** Begin **

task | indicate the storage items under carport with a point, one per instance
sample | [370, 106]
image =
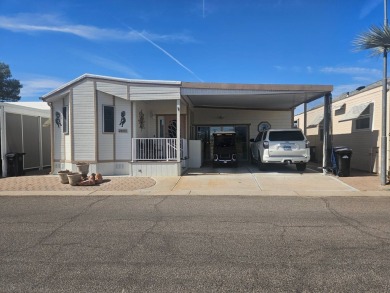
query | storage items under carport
[15, 164]
[341, 159]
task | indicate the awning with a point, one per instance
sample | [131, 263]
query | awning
[317, 120]
[336, 108]
[355, 112]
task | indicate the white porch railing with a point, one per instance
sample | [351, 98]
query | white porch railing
[158, 149]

** End **

What you will do: Scale every answer coordinate in the lines above by 1.4, rounding each result to the nearest whole number with halves rounded up, and write out all the lines again. Keep the coordinates on the sample lines unchanged, and leave the pictures out.

Complete output:
task | indicate the storage items under carport with a point, one per instance
sample | [370, 106]
image =
query | storage items under carport
[21, 230]
[477, 223]
task | indicate the awning with a point, one per instance
sample | [131, 263]
query | awning
[444, 168]
[470, 151]
[497, 157]
task | indicate the white porch railing with a point, one per instance
sample | [351, 98]
query | white porch railing
[221, 209]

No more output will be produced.